[The input]

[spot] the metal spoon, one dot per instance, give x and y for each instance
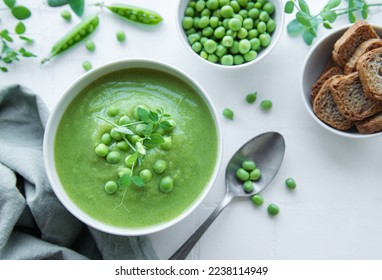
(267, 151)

[/The input]
[The input]

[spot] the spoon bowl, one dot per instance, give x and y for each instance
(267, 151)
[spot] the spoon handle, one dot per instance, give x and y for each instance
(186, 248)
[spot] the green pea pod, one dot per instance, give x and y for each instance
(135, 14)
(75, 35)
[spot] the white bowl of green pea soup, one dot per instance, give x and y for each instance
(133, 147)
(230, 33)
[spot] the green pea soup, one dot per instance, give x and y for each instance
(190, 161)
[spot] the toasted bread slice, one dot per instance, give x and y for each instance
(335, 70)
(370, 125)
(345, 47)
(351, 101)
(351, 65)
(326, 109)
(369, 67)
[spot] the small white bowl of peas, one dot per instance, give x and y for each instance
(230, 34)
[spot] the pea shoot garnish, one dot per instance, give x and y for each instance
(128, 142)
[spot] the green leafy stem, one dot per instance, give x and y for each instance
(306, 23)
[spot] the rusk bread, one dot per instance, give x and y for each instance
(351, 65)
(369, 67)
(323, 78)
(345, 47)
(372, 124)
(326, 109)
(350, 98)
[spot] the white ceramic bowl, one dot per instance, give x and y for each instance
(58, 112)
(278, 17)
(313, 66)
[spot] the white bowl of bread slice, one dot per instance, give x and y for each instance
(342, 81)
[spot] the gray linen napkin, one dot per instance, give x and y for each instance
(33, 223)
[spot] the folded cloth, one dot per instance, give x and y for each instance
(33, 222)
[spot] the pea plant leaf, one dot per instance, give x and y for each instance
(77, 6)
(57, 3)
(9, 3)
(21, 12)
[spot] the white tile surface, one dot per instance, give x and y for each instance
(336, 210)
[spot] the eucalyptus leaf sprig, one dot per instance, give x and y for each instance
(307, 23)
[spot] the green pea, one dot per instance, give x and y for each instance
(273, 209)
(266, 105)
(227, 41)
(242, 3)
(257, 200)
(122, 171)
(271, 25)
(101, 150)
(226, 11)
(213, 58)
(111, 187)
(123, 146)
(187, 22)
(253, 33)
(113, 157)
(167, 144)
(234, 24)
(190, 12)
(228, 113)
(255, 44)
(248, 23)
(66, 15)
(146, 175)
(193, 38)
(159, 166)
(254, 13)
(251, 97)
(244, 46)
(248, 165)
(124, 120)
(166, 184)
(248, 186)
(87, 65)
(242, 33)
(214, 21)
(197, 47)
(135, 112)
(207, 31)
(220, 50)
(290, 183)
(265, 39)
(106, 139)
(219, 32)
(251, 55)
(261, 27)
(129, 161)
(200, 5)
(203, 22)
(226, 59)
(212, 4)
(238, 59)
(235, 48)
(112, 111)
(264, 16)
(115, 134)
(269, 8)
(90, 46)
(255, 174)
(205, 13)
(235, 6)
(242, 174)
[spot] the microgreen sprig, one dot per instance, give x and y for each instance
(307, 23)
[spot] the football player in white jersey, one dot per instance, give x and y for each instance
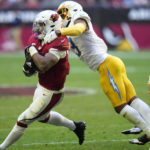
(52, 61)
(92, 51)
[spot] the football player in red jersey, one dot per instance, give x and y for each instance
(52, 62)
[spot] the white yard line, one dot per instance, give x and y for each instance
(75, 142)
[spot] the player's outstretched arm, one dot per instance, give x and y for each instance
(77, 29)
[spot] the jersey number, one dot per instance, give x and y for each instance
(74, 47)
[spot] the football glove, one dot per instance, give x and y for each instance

[/The input]

§ **Task to complete**
Copy only these lines from the records above, exactly: the one with "[spot] the football player in white", the one with "[spot] the football glove, one", and those between. Skip the pictures.

§ **Exercise answer**
[spot] the football player in white jersey, one dot per instance, give x and y for each instance
(52, 61)
(92, 51)
[spot] the football player in red jersey, one dot per instance, give x and y for each instance
(52, 62)
[spot] the white yard line, one dot per instance, give x and y for each instance
(75, 142)
[spot] the player's outstretched arm, one dot per instance, give x and y for each instance
(77, 29)
[spot] the jersey number, one dot per instance, give x and y for each instance
(74, 47)
[spot] the football glove, one dot per instance, give x and y for each instance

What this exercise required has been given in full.